Referring expression data
※ ※ ※

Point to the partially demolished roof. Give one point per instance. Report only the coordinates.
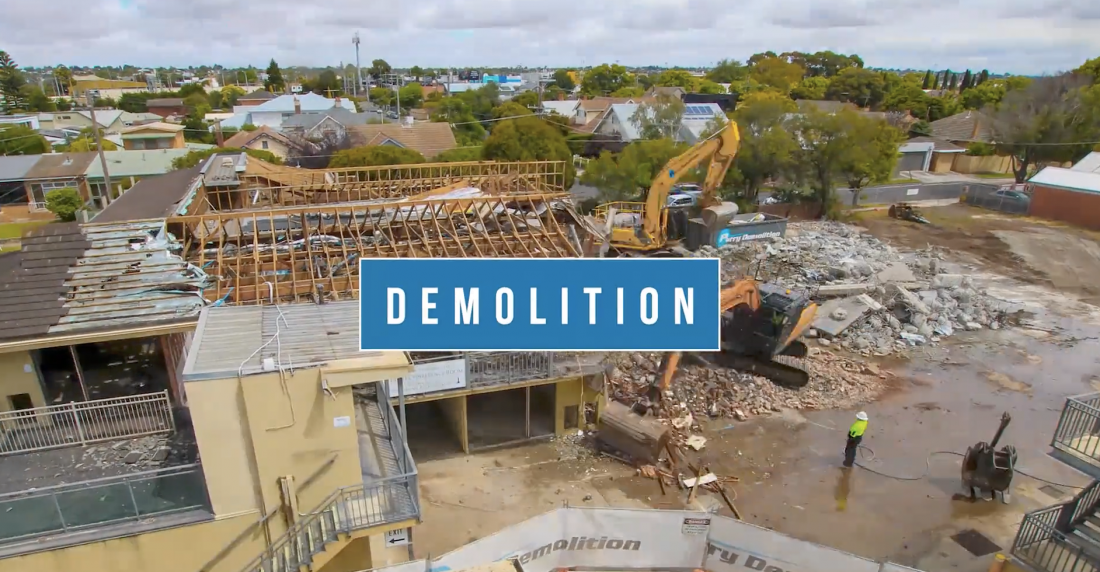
(70, 278)
(293, 253)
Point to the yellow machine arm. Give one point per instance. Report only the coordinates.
(721, 149)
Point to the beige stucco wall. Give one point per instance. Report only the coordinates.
(18, 375)
(182, 549)
(218, 415)
(293, 425)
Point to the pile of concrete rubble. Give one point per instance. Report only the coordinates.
(706, 391)
(872, 298)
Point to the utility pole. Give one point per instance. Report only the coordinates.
(359, 73)
(99, 145)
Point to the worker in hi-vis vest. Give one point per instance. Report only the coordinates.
(855, 436)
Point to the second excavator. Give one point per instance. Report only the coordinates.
(761, 326)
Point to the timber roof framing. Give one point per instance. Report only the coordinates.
(290, 254)
(394, 182)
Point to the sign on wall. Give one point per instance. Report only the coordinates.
(433, 376)
(539, 304)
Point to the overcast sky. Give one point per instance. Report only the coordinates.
(1019, 36)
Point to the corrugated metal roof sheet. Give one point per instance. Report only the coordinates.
(1089, 164)
(237, 339)
(1068, 179)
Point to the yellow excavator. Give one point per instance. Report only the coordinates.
(761, 326)
(642, 228)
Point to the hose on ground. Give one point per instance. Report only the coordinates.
(867, 454)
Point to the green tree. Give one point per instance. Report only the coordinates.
(410, 96)
(529, 139)
(908, 97)
(275, 84)
(230, 95)
(985, 95)
(459, 155)
(375, 155)
(605, 78)
(628, 175)
(11, 85)
(563, 80)
(628, 91)
(64, 204)
(86, 141)
(660, 119)
(195, 157)
(36, 99)
(728, 72)
(967, 78)
(862, 87)
(21, 140)
(811, 88)
(678, 78)
(768, 147)
(777, 73)
(509, 109)
(378, 68)
(1044, 122)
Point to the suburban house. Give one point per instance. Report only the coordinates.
(936, 155)
(57, 171)
(330, 124)
(153, 135)
(274, 111)
(127, 168)
(1068, 195)
(428, 139)
(166, 107)
(695, 120)
(110, 120)
(255, 98)
(264, 139)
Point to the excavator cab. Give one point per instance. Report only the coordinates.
(765, 340)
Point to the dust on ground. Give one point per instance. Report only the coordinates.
(1020, 248)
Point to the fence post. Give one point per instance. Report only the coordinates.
(76, 424)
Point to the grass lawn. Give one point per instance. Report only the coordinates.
(14, 230)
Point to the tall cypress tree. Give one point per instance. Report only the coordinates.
(967, 78)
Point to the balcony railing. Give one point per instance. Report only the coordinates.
(92, 504)
(1078, 431)
(1044, 537)
(348, 509)
(85, 422)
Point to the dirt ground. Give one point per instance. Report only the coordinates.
(1021, 248)
(788, 464)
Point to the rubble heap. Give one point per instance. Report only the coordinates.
(706, 391)
(872, 298)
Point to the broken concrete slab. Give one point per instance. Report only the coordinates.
(833, 290)
(894, 273)
(850, 311)
(909, 298)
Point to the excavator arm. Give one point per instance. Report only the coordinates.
(721, 149)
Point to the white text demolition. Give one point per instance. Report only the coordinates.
(468, 306)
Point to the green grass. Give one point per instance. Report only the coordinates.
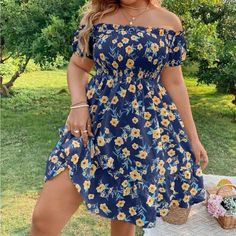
(40, 106)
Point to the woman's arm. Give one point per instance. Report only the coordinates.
(172, 79)
(77, 79)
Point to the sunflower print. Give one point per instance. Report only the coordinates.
(140, 161)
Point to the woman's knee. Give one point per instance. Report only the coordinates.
(41, 223)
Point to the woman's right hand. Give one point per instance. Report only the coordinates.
(79, 119)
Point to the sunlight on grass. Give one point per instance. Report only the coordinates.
(31, 120)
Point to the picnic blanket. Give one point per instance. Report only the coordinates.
(200, 222)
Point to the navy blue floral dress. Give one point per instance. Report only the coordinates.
(139, 162)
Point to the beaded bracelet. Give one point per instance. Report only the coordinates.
(77, 106)
(79, 103)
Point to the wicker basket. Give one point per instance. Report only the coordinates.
(177, 215)
(227, 221)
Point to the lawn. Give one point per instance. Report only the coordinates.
(40, 106)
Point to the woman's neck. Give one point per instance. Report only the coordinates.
(136, 4)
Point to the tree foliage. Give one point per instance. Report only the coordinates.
(211, 34)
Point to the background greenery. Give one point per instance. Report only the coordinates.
(34, 52)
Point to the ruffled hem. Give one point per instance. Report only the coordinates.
(135, 221)
(88, 173)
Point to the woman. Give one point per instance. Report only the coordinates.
(130, 142)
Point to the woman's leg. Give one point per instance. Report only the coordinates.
(122, 228)
(58, 200)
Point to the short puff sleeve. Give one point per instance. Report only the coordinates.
(75, 43)
(177, 49)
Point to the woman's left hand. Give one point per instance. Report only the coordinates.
(200, 153)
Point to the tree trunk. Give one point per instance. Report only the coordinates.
(4, 88)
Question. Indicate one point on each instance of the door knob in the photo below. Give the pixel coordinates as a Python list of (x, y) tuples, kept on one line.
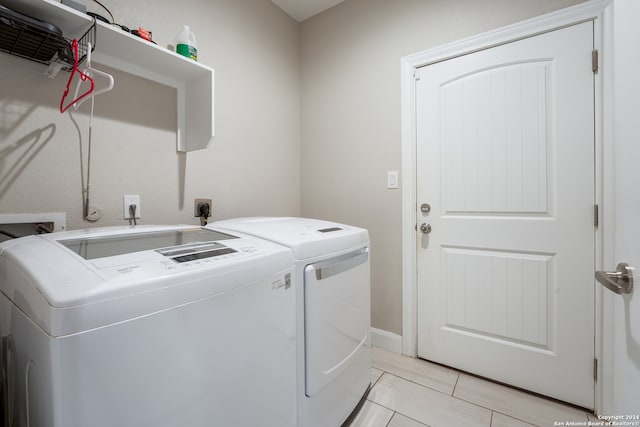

※ ※ ※

→ **WHAT THE TASK ASKS**: Quote each entry above verbatim and drop the pictures.

→ **TASK SOLUTION**:
Point to the partially demolished roof. Give one point per instance. Report only the coordinates.
(70, 278)
(293, 253)
Point to the yellow machine arm. Give one point per instance. Report only the coordinates.
(721, 149)
Point to the beige stucco wall. Give one point per instance. Report only the coordinates.
(18, 375)
(182, 549)
(218, 415)
(293, 425)
Point to the pile of concrete rubble. Give one point per instance. Report only the coordinates.
(706, 391)
(872, 298)
Point to the utility pole. Give one point per instance. Report only the coordinates.
(359, 73)
(99, 145)
Point to the worker in hi-vis vest. Give one point per instance. Report only the coordinates.
(855, 436)
Point to the second excavator. Give one point per instance. Report only the coordinates.
(761, 326)
Point to the timber roof framing. Give one point per instance. Report only the coordinates.
(290, 254)
(394, 182)
Point to the sign on wall. Give one point per instance. Report only the coordinates.
(433, 376)
(539, 304)
Point to the overcast sky. Give one point per instance. Report only the coordinates.
(1019, 36)
Point to the corrugated metal roof sheet. Give one point per instance. Report only the coordinates.
(1089, 164)
(237, 339)
(1068, 179)
Point to the yellow excavator. Give one point per instance. Report only the coordinates.
(761, 326)
(642, 228)
Point to the hose on ground. Give one point per instance. Report only the coordinates.
(867, 454)
Point to the green tree. Give one point per instance. Report only the coordinates.
(410, 96)
(529, 139)
(908, 97)
(275, 84)
(230, 95)
(985, 95)
(459, 155)
(375, 155)
(605, 78)
(628, 175)
(11, 85)
(563, 80)
(628, 91)
(64, 204)
(86, 141)
(660, 119)
(195, 157)
(36, 99)
(728, 72)
(967, 78)
(862, 87)
(21, 140)
(811, 88)
(678, 78)
(768, 147)
(777, 73)
(509, 109)
(378, 68)
(1044, 122)
Point to the suburban house. Give one point per instance. Report only the coordinates.
(936, 155)
(57, 171)
(330, 124)
(153, 135)
(274, 111)
(127, 168)
(1068, 195)
(428, 139)
(166, 107)
(695, 120)
(110, 120)
(255, 98)
(264, 139)
Point to the excavator cab. Give one point per instance. Report only the coordinates.
(765, 340)
Point to the dust on ground. Give one point per instance. Report only the coordinates.
(1020, 248)
Point to the fence post. Give one point per instance. Report only the coordinates.
(76, 424)
Point to the grass lawn. Give one point per instance. Report only the coordinates.
(14, 230)
Point to the tall cypress tree. Give one point per instance. Report only the coordinates.
(967, 78)
Point to the balcony railing. Give one point per instance. Report only the coordinates.
(92, 504)
(1078, 431)
(1044, 537)
(348, 509)
(85, 422)
Point to the dirt ground. Give one point per instance. Report only the coordinates.
(1021, 248)
(788, 464)
Point to the rubble heap. Give one point per instance. Report only the coordinates.
(706, 391)
(872, 298)
Point to the broken concrete slab. Give one point per instance. Report only the coordinates.
(833, 290)
(894, 273)
(850, 311)
(909, 298)
Point to the excavator arm. Give one point per instance. Report only the coordinates.
(721, 149)
Point to the white text demolition. Give one point per instance. Report only the coordinates.
(468, 306)
Point to the green grass. Give one point per instance. Report only the coordinates.
(40, 106)
Point to the woman's arm. Give one point per instance. Report only the coordinates.
(172, 79)
(77, 79)
Point to the sunflower print. Give one point per instance. Report only the coordinates.
(140, 161)
Point to the woman's knee. Give one point per instance. Report only the coordinates.
(41, 223)
Point to the woman's right hand. Give one point per instance. Report only the coordinates.
(79, 119)
Point to the sunlight on grass. Give one point per instance. Report only the coordinates.
(31, 120)
Point to the picnic blanket. Give one point per instance. Report only the coordinates.
(200, 222)
Point to the navy blue floral dress. Give one point per instance. Report only the coordinates.
(139, 162)
Point to the beaded bracelet. Give one point per instance. Report only the coordinates.
(77, 106)
(79, 103)
Point to the wicker basket. Give one point per instance. Report only the coordinates.
(177, 215)
(227, 221)
Point to the lawn. Give one point per instance. Report only the coordinates.
(40, 106)
Point to the woman's neck. Give one point per instance. Report only the coordinates.
(136, 4)
Point to the tree foliage. Give one point per instance. Report only the coordinates.
(211, 34)
Point to the background greenery. Give one point per instance. Report only the coordinates.
(34, 52)
Point to the ruffled hem. Give one point per instance. Report only the coordinates.
(135, 221)
(88, 173)
Point to the woman. Give one point per instance. Report only the coordinates.
(130, 142)
Point to the woman's leg. Give one point per instance. Report only the coordinates.
(122, 228)
(58, 200)
Point to the short puff sleeve. Give one point per instance. Report only the coordinates.
(75, 43)
(177, 49)
Point to the woman's left hand. Give one point per instance. Report only the coordinates.
(200, 153)
Point to the tree trunk. Give one point per instance. Report only the coordinates.
(4, 88)
Question. Indicate one point on each instance of the door knob in the photo below. Give the pixel coordinates as a Python list of (x, y) tuples, kept on one line.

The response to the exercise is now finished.